# What the task requires
Put the listing lines from the line with "what: yellow emergency vehicle" up to and including the line with "(496, 0), (622, 345)" into a Markdown table with the columns No. and Entry. Number each row in No., put the line in Entry, and leave out blank lines.

# The records
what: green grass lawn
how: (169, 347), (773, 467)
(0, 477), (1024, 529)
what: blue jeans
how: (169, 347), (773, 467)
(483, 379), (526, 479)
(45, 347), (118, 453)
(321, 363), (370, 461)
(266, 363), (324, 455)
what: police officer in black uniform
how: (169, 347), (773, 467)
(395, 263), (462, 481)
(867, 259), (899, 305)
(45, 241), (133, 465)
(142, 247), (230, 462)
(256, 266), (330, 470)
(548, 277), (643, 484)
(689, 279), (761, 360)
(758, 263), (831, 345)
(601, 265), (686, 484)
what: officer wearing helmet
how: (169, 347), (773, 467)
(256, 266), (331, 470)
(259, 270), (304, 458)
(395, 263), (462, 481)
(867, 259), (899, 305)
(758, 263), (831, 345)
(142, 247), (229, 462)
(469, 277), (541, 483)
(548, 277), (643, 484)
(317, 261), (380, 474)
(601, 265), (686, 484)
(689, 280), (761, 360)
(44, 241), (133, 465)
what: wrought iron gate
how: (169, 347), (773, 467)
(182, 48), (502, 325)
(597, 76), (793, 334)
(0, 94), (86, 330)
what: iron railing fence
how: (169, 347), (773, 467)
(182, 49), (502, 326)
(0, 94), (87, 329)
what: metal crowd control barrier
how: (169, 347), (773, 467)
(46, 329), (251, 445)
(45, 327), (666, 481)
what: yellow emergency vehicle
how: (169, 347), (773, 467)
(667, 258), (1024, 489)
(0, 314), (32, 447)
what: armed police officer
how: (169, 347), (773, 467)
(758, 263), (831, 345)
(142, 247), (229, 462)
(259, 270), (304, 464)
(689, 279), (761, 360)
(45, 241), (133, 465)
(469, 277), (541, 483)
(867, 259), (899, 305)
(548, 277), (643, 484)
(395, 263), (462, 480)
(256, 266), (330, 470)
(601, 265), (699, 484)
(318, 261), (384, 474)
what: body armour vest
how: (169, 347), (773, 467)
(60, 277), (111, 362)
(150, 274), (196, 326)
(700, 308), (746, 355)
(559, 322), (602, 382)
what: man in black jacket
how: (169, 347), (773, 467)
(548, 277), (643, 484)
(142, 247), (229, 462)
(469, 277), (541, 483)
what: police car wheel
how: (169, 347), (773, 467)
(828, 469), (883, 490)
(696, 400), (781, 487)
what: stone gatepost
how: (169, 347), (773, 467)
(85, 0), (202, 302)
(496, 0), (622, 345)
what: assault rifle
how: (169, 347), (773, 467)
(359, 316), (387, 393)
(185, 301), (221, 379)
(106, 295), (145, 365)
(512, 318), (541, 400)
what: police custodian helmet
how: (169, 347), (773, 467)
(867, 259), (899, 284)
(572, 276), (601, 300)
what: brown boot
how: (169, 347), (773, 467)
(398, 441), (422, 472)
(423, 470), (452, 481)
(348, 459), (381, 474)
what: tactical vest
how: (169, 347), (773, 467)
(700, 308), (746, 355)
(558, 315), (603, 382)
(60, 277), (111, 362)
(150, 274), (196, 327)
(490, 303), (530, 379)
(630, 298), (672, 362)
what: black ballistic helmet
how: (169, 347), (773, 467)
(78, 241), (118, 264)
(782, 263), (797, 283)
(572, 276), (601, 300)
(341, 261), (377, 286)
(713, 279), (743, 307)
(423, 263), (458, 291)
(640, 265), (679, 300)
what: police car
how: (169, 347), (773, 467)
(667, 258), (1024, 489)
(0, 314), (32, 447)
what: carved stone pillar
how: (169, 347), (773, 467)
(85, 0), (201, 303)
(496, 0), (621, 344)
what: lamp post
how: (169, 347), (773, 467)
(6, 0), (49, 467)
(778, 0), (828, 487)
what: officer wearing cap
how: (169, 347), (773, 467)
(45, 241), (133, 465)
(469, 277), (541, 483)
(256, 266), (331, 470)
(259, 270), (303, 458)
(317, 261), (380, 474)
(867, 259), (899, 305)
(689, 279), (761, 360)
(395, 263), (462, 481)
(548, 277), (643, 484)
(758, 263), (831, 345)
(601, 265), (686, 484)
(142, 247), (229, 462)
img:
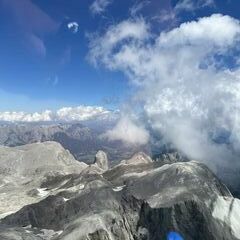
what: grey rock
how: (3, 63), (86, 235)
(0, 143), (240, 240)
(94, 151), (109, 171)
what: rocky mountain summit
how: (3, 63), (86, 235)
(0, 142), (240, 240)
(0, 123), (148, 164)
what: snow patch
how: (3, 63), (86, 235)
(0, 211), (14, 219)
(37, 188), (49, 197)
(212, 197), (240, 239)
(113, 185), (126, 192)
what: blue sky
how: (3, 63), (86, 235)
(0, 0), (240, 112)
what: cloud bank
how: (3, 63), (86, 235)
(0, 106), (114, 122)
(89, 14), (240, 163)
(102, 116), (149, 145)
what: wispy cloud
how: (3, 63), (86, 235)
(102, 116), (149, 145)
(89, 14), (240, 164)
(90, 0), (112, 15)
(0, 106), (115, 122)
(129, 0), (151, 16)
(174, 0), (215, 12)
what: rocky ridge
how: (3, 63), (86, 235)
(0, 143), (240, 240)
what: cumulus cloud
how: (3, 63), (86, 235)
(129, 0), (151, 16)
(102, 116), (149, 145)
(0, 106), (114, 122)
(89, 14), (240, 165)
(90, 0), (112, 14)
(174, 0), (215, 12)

---

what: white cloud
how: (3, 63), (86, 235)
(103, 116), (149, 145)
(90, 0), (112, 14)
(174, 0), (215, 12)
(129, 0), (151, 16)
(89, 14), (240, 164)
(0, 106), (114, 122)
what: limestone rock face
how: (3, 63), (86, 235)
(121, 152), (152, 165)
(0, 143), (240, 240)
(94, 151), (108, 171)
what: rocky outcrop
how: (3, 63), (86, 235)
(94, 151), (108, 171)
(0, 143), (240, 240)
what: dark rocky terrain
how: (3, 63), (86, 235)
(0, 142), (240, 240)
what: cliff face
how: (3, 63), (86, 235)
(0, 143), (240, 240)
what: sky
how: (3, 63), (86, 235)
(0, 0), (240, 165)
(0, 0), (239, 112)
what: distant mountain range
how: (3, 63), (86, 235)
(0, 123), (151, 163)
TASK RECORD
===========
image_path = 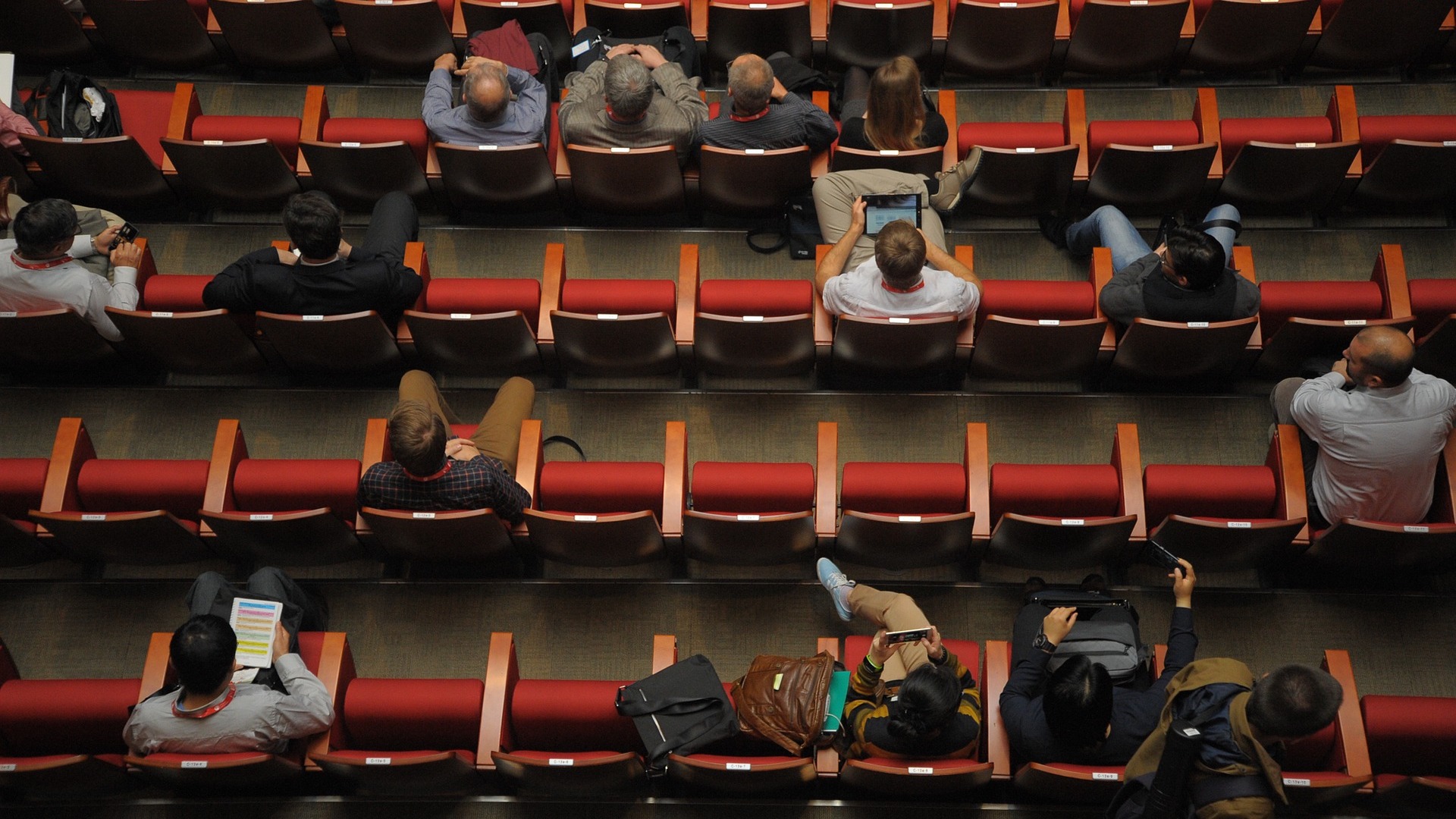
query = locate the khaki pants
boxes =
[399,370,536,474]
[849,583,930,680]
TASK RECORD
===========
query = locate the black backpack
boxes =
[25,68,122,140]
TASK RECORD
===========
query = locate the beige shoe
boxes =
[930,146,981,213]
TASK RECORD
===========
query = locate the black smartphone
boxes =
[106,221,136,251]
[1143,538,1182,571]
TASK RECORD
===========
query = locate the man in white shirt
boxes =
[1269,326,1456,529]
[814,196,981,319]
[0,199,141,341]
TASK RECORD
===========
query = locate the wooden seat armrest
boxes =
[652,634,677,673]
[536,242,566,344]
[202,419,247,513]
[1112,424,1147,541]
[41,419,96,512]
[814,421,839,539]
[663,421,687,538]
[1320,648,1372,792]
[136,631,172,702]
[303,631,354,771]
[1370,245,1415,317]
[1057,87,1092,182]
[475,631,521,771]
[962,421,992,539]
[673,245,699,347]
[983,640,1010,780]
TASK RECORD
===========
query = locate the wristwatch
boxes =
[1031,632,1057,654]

# Response to this task
| No. | Entry |
|---|---|
| 1 | what: yellow emergency vehicle |
| 2 | how: (169, 347), (773, 467) |
| 3 | (667, 258), (1024, 489) |
| 4 | (0, 314), (32, 447) |
| 5 | what: armed police officer |
| 6 | how: (169, 347), (773, 467) |
| 7 | (758, 263), (831, 345) |
| 8 | (142, 247), (229, 462) |
| 9 | (259, 270), (304, 464) |
| 10 | (689, 279), (761, 360) |
| 11 | (45, 241), (133, 465) |
| 12 | (469, 277), (541, 483) |
| 13 | (867, 259), (899, 305) |
| 14 | (548, 277), (643, 484) |
| 15 | (395, 263), (462, 480) |
| 16 | (256, 266), (330, 470) |
| 17 | (601, 265), (699, 484) |
| 18 | (318, 261), (384, 474) |
| 19 | what: body armour vest |
| 20 | how: (169, 347), (773, 467) |
| 21 | (60, 277), (111, 362) |
| 22 | (150, 274), (196, 326) |
| 23 | (700, 308), (746, 355) |
| 24 | (559, 322), (602, 382) |
| 25 | what: man in black jacket |
| 26 | how: (169, 347), (773, 467) |
| 27 | (548, 277), (643, 484) |
| 28 | (142, 247), (229, 462) |
| 29 | (469, 277), (541, 483) |
| 30 | what: police car wheel |
| 31 | how: (169, 347), (773, 467) |
| 32 | (828, 469), (883, 490) |
| 33 | (696, 400), (781, 487) |
| 34 | what: stone gatepost |
| 35 | how: (169, 347), (773, 467) |
| 36 | (85, 0), (202, 302) |
| 37 | (496, 0), (622, 345) |